• **WHAT IS EXPECTED**
Reproduce the listing below verbatim.

Records from a point labeling set:
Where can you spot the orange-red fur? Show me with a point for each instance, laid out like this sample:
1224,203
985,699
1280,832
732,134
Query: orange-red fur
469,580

• **FINAL ANSWER**
Where can you spot the orange-red fur? Show me with a point for each instance, laid out like this sample:
1224,203
985,699
1280,832
732,134
Query: orange-red fur
469,580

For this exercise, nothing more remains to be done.